## Directions:
Count the lines in the material below that contain the string "lamp", and give only that number.

Some records:
────────
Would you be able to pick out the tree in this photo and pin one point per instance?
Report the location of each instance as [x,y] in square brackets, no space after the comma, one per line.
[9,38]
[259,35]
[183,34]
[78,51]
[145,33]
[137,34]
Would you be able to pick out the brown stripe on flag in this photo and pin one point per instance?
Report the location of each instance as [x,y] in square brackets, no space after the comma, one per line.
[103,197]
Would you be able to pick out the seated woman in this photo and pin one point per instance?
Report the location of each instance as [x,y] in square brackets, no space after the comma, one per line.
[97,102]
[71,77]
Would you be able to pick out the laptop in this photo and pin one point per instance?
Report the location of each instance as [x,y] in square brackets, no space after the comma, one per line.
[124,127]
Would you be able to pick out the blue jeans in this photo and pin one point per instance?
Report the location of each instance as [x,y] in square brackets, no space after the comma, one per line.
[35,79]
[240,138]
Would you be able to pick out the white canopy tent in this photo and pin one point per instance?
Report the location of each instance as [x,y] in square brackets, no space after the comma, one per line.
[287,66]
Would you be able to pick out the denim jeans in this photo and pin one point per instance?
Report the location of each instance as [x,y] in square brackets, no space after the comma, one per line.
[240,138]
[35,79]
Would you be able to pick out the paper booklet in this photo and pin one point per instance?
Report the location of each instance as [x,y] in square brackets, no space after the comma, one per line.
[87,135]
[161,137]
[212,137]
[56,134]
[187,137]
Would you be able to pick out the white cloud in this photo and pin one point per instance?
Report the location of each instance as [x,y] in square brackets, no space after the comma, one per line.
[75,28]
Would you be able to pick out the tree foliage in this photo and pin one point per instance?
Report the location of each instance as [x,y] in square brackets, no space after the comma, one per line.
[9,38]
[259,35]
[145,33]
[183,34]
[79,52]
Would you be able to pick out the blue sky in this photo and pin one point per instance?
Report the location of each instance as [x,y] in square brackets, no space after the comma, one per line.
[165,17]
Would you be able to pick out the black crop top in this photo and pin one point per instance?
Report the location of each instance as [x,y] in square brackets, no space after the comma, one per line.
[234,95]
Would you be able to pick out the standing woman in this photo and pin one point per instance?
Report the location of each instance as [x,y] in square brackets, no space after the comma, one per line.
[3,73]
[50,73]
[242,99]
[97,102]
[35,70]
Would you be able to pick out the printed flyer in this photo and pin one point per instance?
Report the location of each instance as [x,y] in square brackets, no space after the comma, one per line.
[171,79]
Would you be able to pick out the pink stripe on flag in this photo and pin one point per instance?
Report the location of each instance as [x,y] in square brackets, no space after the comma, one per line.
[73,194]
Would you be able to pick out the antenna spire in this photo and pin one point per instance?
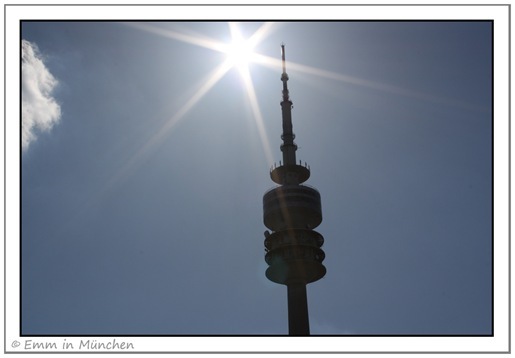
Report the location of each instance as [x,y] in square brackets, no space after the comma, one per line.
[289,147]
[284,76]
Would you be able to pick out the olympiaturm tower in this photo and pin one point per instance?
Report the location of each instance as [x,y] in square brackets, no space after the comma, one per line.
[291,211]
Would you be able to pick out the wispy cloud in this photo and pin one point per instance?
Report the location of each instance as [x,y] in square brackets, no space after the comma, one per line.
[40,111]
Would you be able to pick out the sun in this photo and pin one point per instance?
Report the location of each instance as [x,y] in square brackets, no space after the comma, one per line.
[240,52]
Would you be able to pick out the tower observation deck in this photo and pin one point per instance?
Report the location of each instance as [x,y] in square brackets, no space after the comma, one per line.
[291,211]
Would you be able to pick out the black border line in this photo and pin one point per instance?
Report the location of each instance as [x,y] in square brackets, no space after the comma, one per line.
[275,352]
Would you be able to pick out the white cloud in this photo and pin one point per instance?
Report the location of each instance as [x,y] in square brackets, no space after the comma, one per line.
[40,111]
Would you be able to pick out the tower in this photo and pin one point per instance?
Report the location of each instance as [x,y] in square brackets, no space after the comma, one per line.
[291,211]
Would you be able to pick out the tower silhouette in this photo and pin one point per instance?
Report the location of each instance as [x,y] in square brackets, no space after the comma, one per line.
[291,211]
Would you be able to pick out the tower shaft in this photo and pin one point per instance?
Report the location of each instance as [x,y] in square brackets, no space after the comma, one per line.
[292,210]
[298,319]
────────
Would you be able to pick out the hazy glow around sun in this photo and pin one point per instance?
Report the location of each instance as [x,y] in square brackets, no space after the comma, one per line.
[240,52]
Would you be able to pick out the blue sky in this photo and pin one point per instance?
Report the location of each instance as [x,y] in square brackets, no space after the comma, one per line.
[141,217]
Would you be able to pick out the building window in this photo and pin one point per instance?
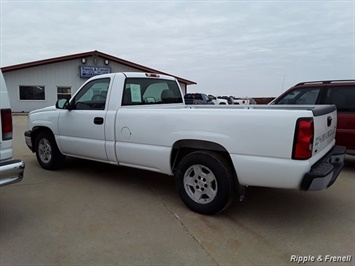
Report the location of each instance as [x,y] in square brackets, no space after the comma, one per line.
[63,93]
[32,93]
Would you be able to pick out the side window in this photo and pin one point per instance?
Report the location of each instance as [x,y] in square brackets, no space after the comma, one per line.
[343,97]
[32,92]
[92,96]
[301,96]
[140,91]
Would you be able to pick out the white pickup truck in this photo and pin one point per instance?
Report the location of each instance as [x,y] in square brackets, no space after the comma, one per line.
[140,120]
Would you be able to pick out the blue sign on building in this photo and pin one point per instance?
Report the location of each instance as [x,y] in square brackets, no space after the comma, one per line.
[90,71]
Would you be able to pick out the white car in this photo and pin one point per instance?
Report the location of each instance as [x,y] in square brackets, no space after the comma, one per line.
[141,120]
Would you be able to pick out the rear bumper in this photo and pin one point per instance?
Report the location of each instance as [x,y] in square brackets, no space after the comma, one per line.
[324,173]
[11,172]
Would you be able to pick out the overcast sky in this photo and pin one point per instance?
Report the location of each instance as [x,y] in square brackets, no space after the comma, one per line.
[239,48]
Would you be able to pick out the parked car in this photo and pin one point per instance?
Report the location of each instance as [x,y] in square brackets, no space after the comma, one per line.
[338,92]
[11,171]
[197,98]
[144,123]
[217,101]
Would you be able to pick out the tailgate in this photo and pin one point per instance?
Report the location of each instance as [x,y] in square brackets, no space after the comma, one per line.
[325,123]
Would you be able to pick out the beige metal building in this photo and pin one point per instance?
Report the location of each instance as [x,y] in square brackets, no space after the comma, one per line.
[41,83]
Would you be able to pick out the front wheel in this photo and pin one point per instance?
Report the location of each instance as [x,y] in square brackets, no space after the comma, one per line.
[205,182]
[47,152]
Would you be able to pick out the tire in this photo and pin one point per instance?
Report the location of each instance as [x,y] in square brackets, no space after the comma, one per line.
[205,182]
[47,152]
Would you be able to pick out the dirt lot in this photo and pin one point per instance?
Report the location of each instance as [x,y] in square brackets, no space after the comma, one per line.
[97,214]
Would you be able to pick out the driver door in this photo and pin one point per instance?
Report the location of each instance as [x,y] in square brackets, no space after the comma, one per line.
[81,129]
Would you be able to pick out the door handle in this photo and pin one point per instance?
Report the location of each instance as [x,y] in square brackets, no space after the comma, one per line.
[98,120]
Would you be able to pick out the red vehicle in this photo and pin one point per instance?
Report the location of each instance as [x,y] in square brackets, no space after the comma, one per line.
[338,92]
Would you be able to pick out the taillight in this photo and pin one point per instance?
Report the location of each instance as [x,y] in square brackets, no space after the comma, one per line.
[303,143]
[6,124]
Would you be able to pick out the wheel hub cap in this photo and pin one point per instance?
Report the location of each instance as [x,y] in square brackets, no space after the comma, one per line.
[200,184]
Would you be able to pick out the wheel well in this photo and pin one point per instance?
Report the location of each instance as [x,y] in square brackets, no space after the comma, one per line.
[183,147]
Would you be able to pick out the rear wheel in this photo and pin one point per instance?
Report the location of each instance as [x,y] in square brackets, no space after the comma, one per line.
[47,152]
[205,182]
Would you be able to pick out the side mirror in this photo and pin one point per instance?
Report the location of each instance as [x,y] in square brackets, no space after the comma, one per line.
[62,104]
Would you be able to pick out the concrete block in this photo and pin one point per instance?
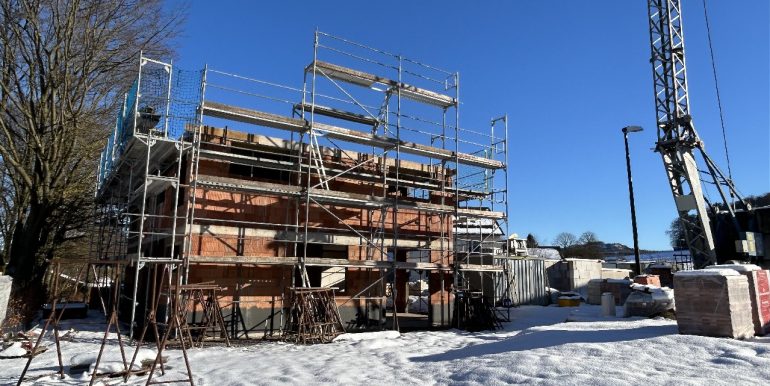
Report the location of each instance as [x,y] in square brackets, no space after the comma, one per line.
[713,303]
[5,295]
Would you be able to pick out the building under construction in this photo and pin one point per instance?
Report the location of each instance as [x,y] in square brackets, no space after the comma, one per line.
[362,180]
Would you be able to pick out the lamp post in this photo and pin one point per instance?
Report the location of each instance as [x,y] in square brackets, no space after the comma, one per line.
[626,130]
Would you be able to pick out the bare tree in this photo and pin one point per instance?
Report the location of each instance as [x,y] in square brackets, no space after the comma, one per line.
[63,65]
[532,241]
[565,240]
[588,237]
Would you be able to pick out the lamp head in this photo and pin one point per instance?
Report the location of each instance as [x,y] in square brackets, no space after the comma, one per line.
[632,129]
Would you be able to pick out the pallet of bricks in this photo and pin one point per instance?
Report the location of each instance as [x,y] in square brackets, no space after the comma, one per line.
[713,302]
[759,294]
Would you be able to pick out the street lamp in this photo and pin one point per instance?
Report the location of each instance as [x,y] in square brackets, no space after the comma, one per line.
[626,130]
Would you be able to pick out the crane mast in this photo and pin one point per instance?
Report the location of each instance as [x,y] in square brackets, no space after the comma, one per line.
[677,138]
────────
## Exercise response:
3